PROVIDED PASSAGE.

Apart from being an American of Indian origin, brown etc., Nina Davuluri is also a textbook nerd.
A lot has been written about the massive racist onslaught against Miss America, 2013- Nina Davuluri. The abuse and hatred that spewed forth following her crowning was unprecedented. The online media especially rose up in arms, supporting Davuluri and condemning the racism. I bet most of you have already read these articles. I just got down to writing this, (vacation, whee!) a while after the hype has died down.
Many of these counters seem to show support for Davuluri while mentioning how the a first generation Indian American Miss America pageant is representative of the cultural melting pot, that is the United States, and how we should consider all colours and ethnicities beautiful. I am uncomfortable with this sort of support, and here’s why.
As I have mentioned in my post on the Dove real beauty campaign, even when we appreciate diverse and inclusive beauty, we fall into the trap of creating beauty standards. This need to define beauty as a product or a service almost, is the problem. Miss America and the thousands of other pageants in the world are showroom for that product.
The idea of women parading in various kinds of clothing, exhibiting etiquette, posture, grooming and other such autocratic terms seems a bit like a televised cattle show to me. Something like when farmers go to the cattle market, and examine physical attributes and pedigree to get the best return on their investment. I don’t want to even compare it with dog and horse shows and the like, because I’m personally opposed to exhibiting animals, but that’s for another post. The show format to me, demeans the contestants and the audience simultaneously. The market rules rule, so we get what we want. Check out this brilliant quote by Tina Fey:
“But I think the first real change in women’s body image came when JLo turned it butt-style. That was the first time that having a large-scale situation in the back was part of mainstream American beauty. Girls wanted butts now. Men were free to admit that they had always enjoyed them. And then, what felt like moments later, boom—Beyoncé brought the leg meat. A back porch and thick muscular legs were now widely admired. And from that day forward, women embraced their diversity and realized that all shapes and sizes are beautiful. Ah ha ha. No. I’m totally messing with you. All Beyonce and JLo have done is add to the laundry list of attributes women must have to qualify as beautiful.”

PROBLEM 1. Decide whether each statement agrees with the post about Miss America, answering yes or no and quoting the words from the post that settle it: (a) The writer calls the abuse after Davuluri's crowning unprecedented. (b) The writer favors exhibiting animals at dog and horse shows. (c) The quote about body image is credited to Beyoncé.
PROBLEM 2. In the post about Miss America, what was the subject of the writer's earlier post?

Referring expression data:
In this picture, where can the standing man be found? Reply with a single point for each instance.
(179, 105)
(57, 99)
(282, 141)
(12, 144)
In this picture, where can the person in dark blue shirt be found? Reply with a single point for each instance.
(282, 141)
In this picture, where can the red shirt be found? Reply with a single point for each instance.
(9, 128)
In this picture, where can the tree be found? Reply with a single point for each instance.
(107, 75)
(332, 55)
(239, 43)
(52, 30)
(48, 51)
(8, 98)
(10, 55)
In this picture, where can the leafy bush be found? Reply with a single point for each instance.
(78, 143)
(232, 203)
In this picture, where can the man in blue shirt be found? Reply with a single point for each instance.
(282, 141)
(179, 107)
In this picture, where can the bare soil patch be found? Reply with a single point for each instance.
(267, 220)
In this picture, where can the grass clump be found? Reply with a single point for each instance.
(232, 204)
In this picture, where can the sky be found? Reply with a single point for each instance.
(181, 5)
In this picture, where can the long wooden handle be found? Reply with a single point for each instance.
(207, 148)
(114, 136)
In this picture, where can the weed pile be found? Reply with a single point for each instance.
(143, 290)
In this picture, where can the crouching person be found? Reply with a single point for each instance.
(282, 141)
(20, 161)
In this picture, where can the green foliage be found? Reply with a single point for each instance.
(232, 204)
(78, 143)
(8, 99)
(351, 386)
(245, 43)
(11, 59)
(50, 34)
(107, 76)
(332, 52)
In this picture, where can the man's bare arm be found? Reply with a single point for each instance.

YOUR SOLUTION 1.
(a) Yes: "The abuse and hatred that spewed forth following her crowning was unprecedented."
(b) No: "I’m personally opposed to exhibiting animals"
(c) No: "Check out this brilliant quote by Tina Fey"

YOUR SOLUTION 2. The Dove real beauty campaign.